DOCUMENT SECTION:
= = = = = = =

The Future of Risk Adjustment: Supporting Equitable, Comprehensive Health Care

The Future of Risk Adjustment paper cover image

White Paper

The Future of Risk Adjustment: Supporting Equitable, Comprehensive Health Care

Published date

June 29, 2022

Executive Summary

Risk adjustment in alternative payment models for accountable care has been designed to:

  • Provide financial incentives for plans and providers to attract and retain individuals with high levels of need (thereby avoiding adverse selection),
  • Support fair benchmarks for assessing performance across providers and plans accountable for differing populations, and
  • Ensure that accountable organizations have appropriate resources to deliver high-quality and effective care for the populations they serve.

However, current risk adjustment methods based on fee-for-service claims data face multiple limitations:

  • The incentives in current methods encourage more complete health risk reporting, but the resulting additional payments are not clearly linked to better care for patients.
  • Risk adjustment based on data from fee-for-service care may be decreasingly relevant and reliable for assessing financial risk differences for value-based care models.
  • Current models take limited account of a person’s functional status or socioeconomic characteristics, even though these can be strong predictors of health spending and need.

Considerable interest exists in incorporating social factors into risk adjustment, given substantial evidence linking social risk factors to unmet health needs.

  • However, incorporating social factors into risk adjustment based solely on historical associations with spending (the approach generally used for other risk adjusters) could reinforce existing structural inequities in access and care despite similar health needs.
  • Social risk adjustment can alternatively impute higher payments to help address structural barriers to needed care, but this creates tradeoffs if risk adjustment increases must be offset for overall financial neutrality – for instance, more resources for payments to people who live in high ADI areas may mean lower payments for someone who is lower income or has multiple chronic conditions in a lower-ADI area.
  • More evidence and complementary policies are needed to enable risk adjustment to be used effectively to improve care for traditionally underserved populations.

To address these issues, we have identified a set of guiding principles for risk adjustment reform, building on the traditional core goals of risk adjustment:

  • Support advanced accountable care relationships for beneficiaries with diverse medical, behavioral, social and other needs, particularly those at greater risk of adverse outcomes.
  • Enable resources to shift from traditional medical services to innovative care models and valuable services that are traditionally not reimbursed well, to improve outcomes, reduce costs, and increase equity.

= = = = = = =

WORK TASK 1: In the risk adjustment white paper, rewrite the passage that opens with "To address these" and closes with "of adverse outcomes.", replacing "beneficiaries" with "patients".
WORK TASK 2: Continue the risk adjustment white paper from the point where it stops.

DATASET CONTENT:
= = = = = = =

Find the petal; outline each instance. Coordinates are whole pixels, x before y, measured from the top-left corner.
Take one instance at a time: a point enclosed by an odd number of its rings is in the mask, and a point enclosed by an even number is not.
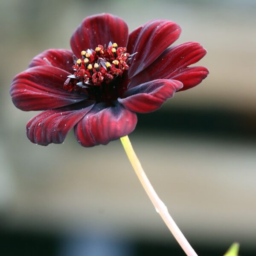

= = = = = = =

WRITTEN REPLY 1:
To address these issues, we have identified a set of guiding principles for risk adjustment reform, building on the traditional core goals of risk adjustment:

  • Support advanced accountable care relationships for patients with diverse medical, behavioral, social and other needs, particularly those at greater risk of adverse outcomes.

WRITTEN REPLY 2:
  • Encourage data collection for risk adjustment to rely on data used for tracking disease prevalence and implementing steps to reduce risk of disease incidence, progression, and costly complications (i.e., limit the need for administrative activities focused only on risk coding).
  • Include reliable data on key markers of health (e.g., functional status) that provide a more complete and accurate assessment of health status and risk than diagnoses alone.
  • Reflect the association between social factors (e.g., socioeconomic status, race, ethnicity, and language) and health, while recognizing that risk adjustment based on spending will not address the financial implications of inequitable access to and use of medical services that are reflected in current Traditional Medicare utilization.
  • To advance accountability for outcomes and provider capabilities to achieve health equity goals, pair risk adjustment policies with complementary payment and regulatory incentives (e.g., advance payments or supplemental payments to plans and providers caring for traditionally underserved populations, payments linked to improvements in social drivers of health or equity measures).

Building a more modernized risk adjustment system described by our guiding principles will require a combination of short- and long-term actions. Short-term actions could be implemented within the next one to two years to address current challenges to build better risk adjustors and begin laying the groundwork for longer-term reforms. Potential short-term actions include:

  • Refining the Medicare Advantage coding intensity factor adjustment,
  • Building a foundation for risk adjustment mechanisms that go beyond reliance on administrative claims from Traditional Medicare beneficiaries,
  • Reducing payments adjustments that induce changes in reporting but not in care improvement,
  • Assessing viability of using risk adjusters that better capture social factors,
  • Identifying additional high-priority risk adjusters capturing key dimensions of health,
  • Implementing complementary payment reforms to address structural barriers to coordinated care for traditionally underserved communities, and
  • Implementing steps to address under-diagnosis and advance care management in Traditional Medicare.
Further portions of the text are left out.